---- Texte présenté

Je retiendrai 3 directions intéressant votre filière :
· les actions, à l'image du kit export, mises en place pour encourager le dynamisme de la filière agricole notamment en direction de l'export. ;
· les qualités de la viande de volaille pourraient aussi trouver un renfort du côté de la nutrition, à travers le Programme National de Recherche en Alimentation et Nutrition Humaine ;
· enfin, le baromètre de l'alimentation mesurera les attentes et perceptions des consommateur.
III - La loi d'orientation agricole prépare des bases solides pour l'agriculture de demain
Notre ambition est de maintenir la France au premier rang mondial de l'agroalimentaire. A cet effet, le texte dégage trois orientations majeures : consolider l'économie du secteur agricole, répondre aux nouvelles attentes de la société, simplifier l'administration agricole.
III - 1 Bâtir une agriculture économiquement forte
· L'amélioration de la compétitivité économique de notre agriculture repose sur le renforcement de l'organisation économique.
A cet effet, les interprofessions auront des missions étendues (la gestion des crises conjoncturelles, soutenir le potentiel du secteur ou trouver de nouveaux débouchés) et nous proposons de lier reconnaissance des organisations de producteurs et transfert de propriété. Cette évolution de manière progressive et en tenant compte des spécificités des différents secteurs de production.

--------
---- Lignes fournies

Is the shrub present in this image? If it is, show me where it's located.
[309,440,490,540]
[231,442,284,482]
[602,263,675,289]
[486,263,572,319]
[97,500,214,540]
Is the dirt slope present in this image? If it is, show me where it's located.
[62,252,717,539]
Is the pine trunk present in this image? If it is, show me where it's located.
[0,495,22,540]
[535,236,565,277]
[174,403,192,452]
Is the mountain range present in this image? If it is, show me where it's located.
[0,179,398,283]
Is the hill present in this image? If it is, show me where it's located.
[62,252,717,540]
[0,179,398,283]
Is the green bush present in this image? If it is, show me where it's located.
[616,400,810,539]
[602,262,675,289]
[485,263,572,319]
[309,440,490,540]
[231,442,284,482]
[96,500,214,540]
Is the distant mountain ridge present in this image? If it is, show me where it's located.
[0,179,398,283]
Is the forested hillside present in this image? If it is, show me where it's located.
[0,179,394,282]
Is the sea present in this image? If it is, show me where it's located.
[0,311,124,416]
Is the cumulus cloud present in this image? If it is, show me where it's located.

--------

**Liste des tâches:**
#1 Veuillez restituer à l'identique le passage du texte présenté qui va de « III - 1 Bâtir » à « secteurs de production. ».
#2 Énumérez les orientations majeures que le texte présenté attribue à la loi d'orientation agricole.
Les lignes n'ont aucun lien avec le texte présenté.

**Réponses numérotées:**
#1
III - 1 Bâtir une agriculture économiquement forte
· L'amélioration de la compétitivité économique de notre agriculture repose sur le renforcement de l'organisation économique.
A cet effet, les interprofessions auront des missions étendues (la gestion des crises conjoncturelles, soutenir le potentiel du secteur ou trouver de nouveaux débouchés) et nous proposons de lier reconnaissance des organisations de producteurs et transfert de propriété. Cette évolution de manière progressive et en tenant compte des spécificités des différents secteurs de production.

#2
- consolider l'économie du secteur agricole
- répondre aux nouvelles attentes de la société
- simplifier l'administration agricole